=== Section Start ===

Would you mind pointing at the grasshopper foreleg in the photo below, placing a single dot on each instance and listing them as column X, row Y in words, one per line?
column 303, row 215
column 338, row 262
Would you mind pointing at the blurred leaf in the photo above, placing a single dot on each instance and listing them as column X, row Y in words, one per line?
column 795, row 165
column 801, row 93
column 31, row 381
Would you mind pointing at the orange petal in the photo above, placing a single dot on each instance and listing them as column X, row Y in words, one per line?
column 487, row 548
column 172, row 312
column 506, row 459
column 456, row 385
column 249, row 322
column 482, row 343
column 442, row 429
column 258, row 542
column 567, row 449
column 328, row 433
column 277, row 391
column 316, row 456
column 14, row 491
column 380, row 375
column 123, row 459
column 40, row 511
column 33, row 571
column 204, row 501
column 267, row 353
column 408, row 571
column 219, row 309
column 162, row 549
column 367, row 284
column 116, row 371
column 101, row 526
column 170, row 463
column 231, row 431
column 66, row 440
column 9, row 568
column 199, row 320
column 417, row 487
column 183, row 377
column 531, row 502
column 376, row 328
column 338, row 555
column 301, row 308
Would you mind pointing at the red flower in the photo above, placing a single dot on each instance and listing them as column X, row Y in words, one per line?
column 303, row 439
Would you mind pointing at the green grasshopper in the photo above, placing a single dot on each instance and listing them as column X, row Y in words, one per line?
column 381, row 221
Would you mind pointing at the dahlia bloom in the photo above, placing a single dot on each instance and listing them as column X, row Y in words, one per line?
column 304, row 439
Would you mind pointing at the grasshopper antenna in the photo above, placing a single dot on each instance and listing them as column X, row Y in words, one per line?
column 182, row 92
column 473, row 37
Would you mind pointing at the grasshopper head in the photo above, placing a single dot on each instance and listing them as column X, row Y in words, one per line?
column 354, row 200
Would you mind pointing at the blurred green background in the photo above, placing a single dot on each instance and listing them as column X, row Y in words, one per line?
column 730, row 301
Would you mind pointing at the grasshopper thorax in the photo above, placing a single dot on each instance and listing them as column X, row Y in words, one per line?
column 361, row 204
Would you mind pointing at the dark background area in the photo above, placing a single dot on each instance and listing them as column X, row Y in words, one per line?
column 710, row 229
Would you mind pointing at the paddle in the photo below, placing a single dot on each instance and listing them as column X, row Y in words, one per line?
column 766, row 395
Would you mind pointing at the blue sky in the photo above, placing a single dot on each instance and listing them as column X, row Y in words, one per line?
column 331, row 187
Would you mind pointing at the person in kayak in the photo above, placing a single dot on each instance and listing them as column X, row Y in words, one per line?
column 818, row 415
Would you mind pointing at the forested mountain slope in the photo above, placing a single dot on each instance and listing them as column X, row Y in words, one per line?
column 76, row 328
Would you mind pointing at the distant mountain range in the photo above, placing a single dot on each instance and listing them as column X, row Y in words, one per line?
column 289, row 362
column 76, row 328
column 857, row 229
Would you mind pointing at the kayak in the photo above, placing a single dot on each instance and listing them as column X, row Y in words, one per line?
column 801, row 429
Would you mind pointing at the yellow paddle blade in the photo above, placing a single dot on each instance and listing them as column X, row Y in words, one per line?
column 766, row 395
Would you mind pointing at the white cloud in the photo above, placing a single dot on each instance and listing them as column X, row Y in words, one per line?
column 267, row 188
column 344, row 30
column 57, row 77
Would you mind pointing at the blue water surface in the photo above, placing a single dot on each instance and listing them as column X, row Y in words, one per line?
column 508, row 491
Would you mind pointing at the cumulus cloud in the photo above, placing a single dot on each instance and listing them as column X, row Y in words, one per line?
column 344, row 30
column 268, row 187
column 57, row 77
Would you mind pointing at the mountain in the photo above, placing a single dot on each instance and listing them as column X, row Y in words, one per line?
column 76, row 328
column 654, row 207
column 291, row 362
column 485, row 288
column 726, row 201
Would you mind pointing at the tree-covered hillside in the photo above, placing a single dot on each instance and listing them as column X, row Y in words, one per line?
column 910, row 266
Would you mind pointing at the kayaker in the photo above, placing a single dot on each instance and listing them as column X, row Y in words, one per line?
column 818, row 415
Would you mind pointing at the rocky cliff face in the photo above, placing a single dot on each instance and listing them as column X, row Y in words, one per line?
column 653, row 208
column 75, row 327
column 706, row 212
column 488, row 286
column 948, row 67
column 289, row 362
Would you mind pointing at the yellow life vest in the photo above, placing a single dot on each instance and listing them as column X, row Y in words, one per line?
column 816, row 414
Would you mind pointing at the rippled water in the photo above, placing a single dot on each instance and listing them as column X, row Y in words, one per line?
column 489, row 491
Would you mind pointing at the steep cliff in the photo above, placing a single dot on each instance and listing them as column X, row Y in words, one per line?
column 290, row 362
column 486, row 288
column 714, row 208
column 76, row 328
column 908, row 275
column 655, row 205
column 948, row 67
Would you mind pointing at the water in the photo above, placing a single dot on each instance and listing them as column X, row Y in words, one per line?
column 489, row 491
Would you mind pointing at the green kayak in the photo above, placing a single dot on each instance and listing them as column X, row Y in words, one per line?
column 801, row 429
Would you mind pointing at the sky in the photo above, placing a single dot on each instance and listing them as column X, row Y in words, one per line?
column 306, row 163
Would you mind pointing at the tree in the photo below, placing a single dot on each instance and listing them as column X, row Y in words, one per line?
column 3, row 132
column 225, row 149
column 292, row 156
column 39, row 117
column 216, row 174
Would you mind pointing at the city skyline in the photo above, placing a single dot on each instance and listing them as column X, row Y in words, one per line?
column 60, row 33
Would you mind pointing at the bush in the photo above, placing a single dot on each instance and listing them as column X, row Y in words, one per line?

=== Section End ===

YOUR ASSIGNMENT
Repeat each entry word for word.

SOLUTION BELOW
Would you mind pointing at the grasshopper foreleg in the photo below, placing a single dot on each instance and listing them as column X, row Y in words, one per line?
column 303, row 215
column 338, row 262
Would you mind pointing at the blurred leaf in the photo above, placing a single dot on each instance and listing them as column X, row Y in words, one per line?
column 795, row 165
column 801, row 93
column 31, row 381
Would you mind pointing at the orange petal in the photo above, placing a single dot on each instance and listing them as column X, row Y in words, one per line?
column 487, row 548
column 172, row 312
column 506, row 459
column 456, row 385
column 249, row 322
column 482, row 343
column 442, row 429
column 258, row 542
column 567, row 449
column 328, row 433
column 277, row 391
column 316, row 456
column 14, row 491
column 380, row 375
column 123, row 459
column 40, row 511
column 33, row 571
column 204, row 501
column 267, row 353
column 408, row 571
column 219, row 309
column 162, row 549
column 367, row 284
column 116, row 371
column 101, row 526
column 170, row 463
column 231, row 431
column 66, row 440
column 9, row 568
column 199, row 320
column 417, row 487
column 183, row 377
column 531, row 502
column 376, row 328
column 338, row 555
column 301, row 308
Would you mind pointing at the red flower in the photo above, placing a single dot on each instance and listing them as column X, row Y in words, one per line?
column 303, row 439
Would you mind pointing at the green grasshopper in the photo above, placing a single dot on each instance and listing them as column X, row Y in words, one per line?
column 381, row 221
Would you mind pointing at the dahlia bloom in the photo above, placing a single dot on each instance and listing them as column X, row Y in words, one per line?
column 304, row 439
Would you mind pointing at the grasshopper antenna in the photo above, placing a single dot on each instance and listing them as column X, row Y in words, one per line?
column 182, row 92
column 473, row 37
Would you mind pointing at the grasshopper head in the photo above, placing a single dot on each instance and listing them as column X, row Y in words, one per line?
column 354, row 200
Would you mind pointing at the blurred green background in the photo above, placing a single dot on each instance and listing them as column X, row Y in words, one per line?
column 730, row 301
Would you mind pointing at the grasshopper thorax in the photo above, placing a single dot on each instance and listing them as column X, row Y in words, one per line?
column 361, row 204
Would you mind pointing at the dark background area in the photo above, placing a single dot on each instance and listing them as column X, row Y in words, one per line?
column 710, row 229
Would you mind pointing at the paddle in the photo below, placing a single dot on each instance and listing them as column X, row Y in words, one per line?
column 766, row 395
Would you mind pointing at the blue sky in the photo above, placing a single dot on each instance and listing them as column X, row Y in words, one per line?
column 331, row 187
Would you mind pointing at the person in kayak in the photo above, placing a single dot on each instance and listing them as column X, row Y in words, one per line?
column 818, row 415
Would you mind pointing at the forested mountain slope in the photo above, placing a single dot on each instance and listing them as column X, row Y in words, one per line?
column 76, row 328
Would you mind pointing at the distant mountain range in the photo above, placing a single dot on each instance and listing them as column X, row Y in words, one per line?
column 289, row 362
column 76, row 328
column 857, row 229
Would you mind pointing at the kayak in the photo above, placing a single dot on each instance and listing them as column X, row Y in words, one per line?
column 801, row 429
Would you mind pointing at the yellow paddle blade in the photo above, placing a single dot on each instance and listing them as column X, row Y in words, one per line?
column 766, row 395
Would you mind pointing at the white cloud in the photo above, placing a single dot on each instance and listing them as column X, row Y in words, one per line?
column 267, row 188
column 344, row 30
column 57, row 77
Would you mind pointing at the blue water surface in the photo above, placing a single dot on each instance and listing them as column X, row Y in words, one per line?
column 508, row 491
Would you mind pointing at the cumulus cloud in the photo above, placing a single dot on each instance and listing them as column X, row Y in words, one per line?
column 344, row 30
column 268, row 187
column 57, row 77
Would you mind pointing at the mountain in the photo above, placing a single dot on each instance and listing them as column X, row Y in words, one per line?
column 76, row 328
column 654, row 207
column 291, row 362
column 485, row 288
column 726, row 201
Would you mind pointing at the tree-covered hillside in the photo above, placing a single dot on each instance and listing them as column X, row Y in words, one per line?
column 910, row 266
Would you mind pointing at the kayaker in the photo above, placing a single dot on each instance and listing them as column X, row Y in words, one per line?
column 818, row 415
Would you mind pointing at the rocky cliff face in the photo above, placing a single dot on each instance and listing them as column X, row Y in words, one per line?
column 653, row 208
column 75, row 327
column 706, row 212
column 488, row 286
column 948, row 67
column 289, row 362
Would you mind pointing at the yellow life vest in the photo above, placing a single dot on each instance and listing them as column X, row Y in words, one per line?
column 816, row 414
Would you mind pointing at the rippled water in the photo above, placing a single dot on each instance and listing them as column X, row Y in words, one per line?
column 489, row 491
Would you mind pointing at the steep cliff in the photo above, placing a single dot on each instance and listing them as column X, row Y in words, one per line?
column 290, row 362
column 486, row 288
column 714, row 208
column 76, row 328
column 908, row 275
column 655, row 205
column 948, row 67
Would you mind pointing at the water in the photo above, placing a single dot on each instance and listing them as column X, row Y in words, one per line?
column 489, row 491
Would you mind pointing at the green kayak in the photo above, placing a single dot on each instance and listing them as column X, row Y in words, one per line?
column 801, row 429
Would you mind pointing at the sky in the photo above, placing a single dot on each instance and listing them as column X, row Y in words, one per line?
column 306, row 163
Would you mind pointing at the tree in the photo below, placing a single dot on each instance and listing them as column X, row Y in words, one per line?
column 3, row 132
column 225, row 149
column 292, row 156
column 39, row 117
column 216, row 174
Would you mind pointing at the city skyline in the photo above, placing a single dot on each instance and listing them as column X, row Y in words, one per line?
column 60, row 33
Would you mind pointing at the bush in the photo above, placing a single dot on each instance and listing them as column X, row Y in words, one per line?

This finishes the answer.